Passage provided

╭──

Dr Matthews says every student at Notre Dame is obliged to study ethics.

“It always starts with the kicking the puppy scenario,” he says.

“If you think it’s cruel to kick a puppy, then you universalise it to make this a rule about the treatment of all animals.”

He says there’s been big debates in philosophy over the self-awareness of animals, and therefore how they should be treated.

Famed French philosopher Rene Descartes conducted vivisections on live dogs, convinced they weren’t self-aware, telling his audience to ignore the animals’ agonised cries because they surely couldn’t feel pain.

But Dr Mathews says it’s more a question about animals’ ability to communicate.

He supports the views of the “patron saint of animal rights”, Englishman Jeremy Bentham who wrote: “The question is not, can they reason? Nor, can they talk? But, can they suffer?”

╰──

Material

╭──

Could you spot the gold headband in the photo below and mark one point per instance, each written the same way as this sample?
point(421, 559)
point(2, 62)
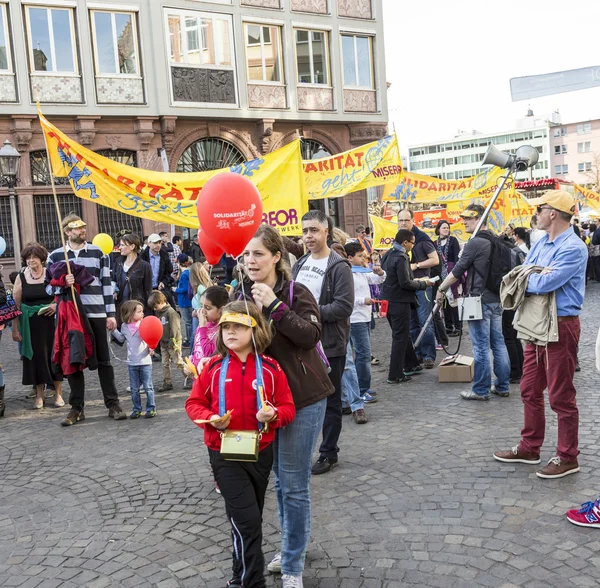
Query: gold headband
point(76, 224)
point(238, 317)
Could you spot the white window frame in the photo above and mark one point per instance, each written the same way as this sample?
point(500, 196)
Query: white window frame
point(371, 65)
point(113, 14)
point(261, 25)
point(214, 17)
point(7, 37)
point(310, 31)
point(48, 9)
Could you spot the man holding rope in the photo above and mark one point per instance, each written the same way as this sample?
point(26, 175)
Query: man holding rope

╰──
╭──

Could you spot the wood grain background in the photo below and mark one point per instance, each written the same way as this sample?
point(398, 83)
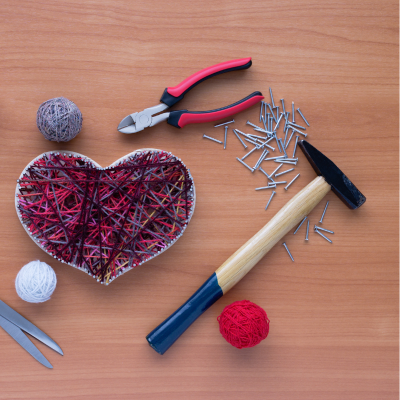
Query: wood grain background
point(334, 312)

╰──

Task instructions
(1) In the passage on animal ethics, who is called the "patron saint of animal rights"?
(2) Carry on the passage about animal ethics from the point where it stops.
The data is not needed for this.

Expected results
(1) Jeremy Bentham, an Englishman.

(2)
Dr Mathews has also bowled the Labor party a googlie; if the party campaigns against cosmetics testing, should its support for live exports also be re-examined.

“Sheep on ships is cruel,” he says.

The acting dean of NDU’s philosophy department says another concern with cosmetics is the use of nano-particles and he bemoans their widespread introduction without proper debate.

With no regulations covering them and little research on their long-term effects, Dr Mathews says it’s not animals that are the subject of the experiment, but humans.